Prompt =>
Using the entries below, quote exactly the span of lines that begins with the line containing "Where can you see the white semi" and ends with the final line.

Dataset entries =>
══════════════════════════════

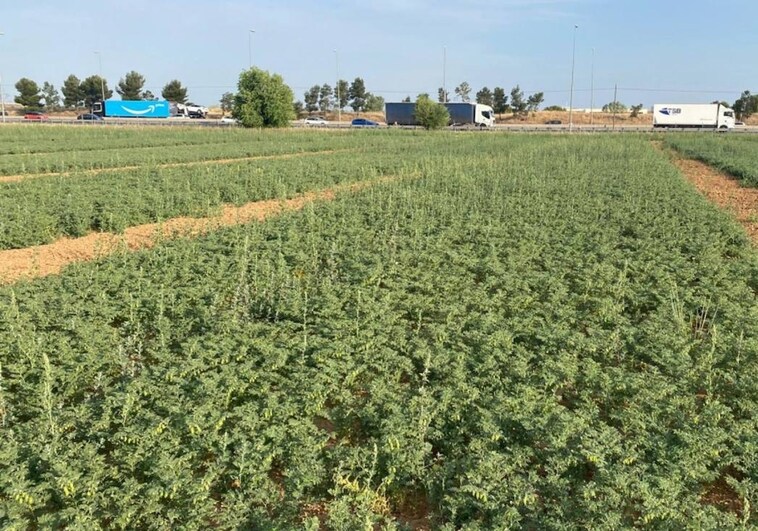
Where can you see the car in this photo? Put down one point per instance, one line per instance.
(364, 122)
(315, 120)
(35, 115)
(89, 117)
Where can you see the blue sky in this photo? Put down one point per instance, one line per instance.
(656, 51)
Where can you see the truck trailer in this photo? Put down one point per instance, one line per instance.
(132, 109)
(404, 113)
(705, 115)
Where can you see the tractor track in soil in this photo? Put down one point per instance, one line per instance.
(206, 162)
(50, 259)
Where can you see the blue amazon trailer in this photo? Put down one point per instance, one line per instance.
(133, 109)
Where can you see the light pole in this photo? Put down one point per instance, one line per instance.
(571, 96)
(2, 98)
(592, 87)
(337, 71)
(102, 81)
(250, 47)
(444, 74)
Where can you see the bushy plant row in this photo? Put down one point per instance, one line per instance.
(536, 335)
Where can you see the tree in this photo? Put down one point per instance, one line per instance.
(28, 94)
(357, 93)
(72, 92)
(94, 88)
(518, 104)
(325, 97)
(51, 96)
(174, 91)
(343, 93)
(227, 102)
(534, 101)
(463, 92)
(130, 86)
(615, 107)
(485, 97)
(430, 114)
(311, 98)
(499, 100)
(746, 105)
(263, 100)
(374, 103)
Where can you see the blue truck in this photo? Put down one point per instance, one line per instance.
(132, 109)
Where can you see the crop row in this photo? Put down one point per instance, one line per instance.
(733, 154)
(82, 156)
(548, 339)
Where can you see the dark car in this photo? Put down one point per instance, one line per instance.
(363, 122)
(89, 116)
(35, 115)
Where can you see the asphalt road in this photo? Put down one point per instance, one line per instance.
(526, 128)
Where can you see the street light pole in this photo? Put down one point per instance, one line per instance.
(337, 71)
(444, 74)
(592, 87)
(2, 97)
(571, 96)
(102, 81)
(250, 47)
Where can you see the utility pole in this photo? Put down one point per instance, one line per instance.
(2, 97)
(337, 71)
(571, 96)
(250, 47)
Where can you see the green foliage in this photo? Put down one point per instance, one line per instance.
(73, 95)
(485, 97)
(524, 342)
(746, 105)
(615, 107)
(463, 92)
(93, 89)
(28, 94)
(518, 104)
(357, 94)
(499, 100)
(430, 114)
(130, 87)
(736, 155)
(263, 100)
(51, 96)
(174, 91)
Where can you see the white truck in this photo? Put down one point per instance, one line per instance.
(695, 115)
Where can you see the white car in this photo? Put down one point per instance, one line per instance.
(315, 120)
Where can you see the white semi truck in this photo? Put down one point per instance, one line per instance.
(695, 115)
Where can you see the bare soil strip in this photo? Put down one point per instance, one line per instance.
(724, 190)
(97, 171)
(43, 260)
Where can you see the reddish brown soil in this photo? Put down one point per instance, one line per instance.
(723, 190)
(96, 171)
(43, 260)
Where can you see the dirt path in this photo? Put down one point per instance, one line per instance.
(97, 171)
(43, 260)
(723, 190)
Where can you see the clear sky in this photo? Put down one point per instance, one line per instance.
(657, 51)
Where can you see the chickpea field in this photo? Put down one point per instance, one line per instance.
(492, 331)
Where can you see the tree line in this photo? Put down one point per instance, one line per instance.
(76, 93)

══════════════════════════════

Reply to the exercise =>
Where can you see the white semi truck in this photo? Put down one point per instance, one line per instance.
(695, 115)
Where can you see the bare soil strip in this photo? Put down one point per instance, one line per instance.
(724, 190)
(97, 171)
(43, 260)
Where can you see the reddish brown soil in this photo? Put down one point per instance, one line per instance.
(723, 190)
(96, 171)
(43, 260)
Where can you see the dirt path in this photo? Put down one point per instance, one line per instance.
(97, 171)
(43, 260)
(723, 190)
Where can you see the clear sky in this photo? Put down one point per instance, one line per instance.
(657, 51)
Where can you see the chickpea field in this photo? Put down one point per instance, one line per instance.
(492, 331)
Where can you see the tree line in this photo? Put down one point per instance, one line per instance.
(76, 93)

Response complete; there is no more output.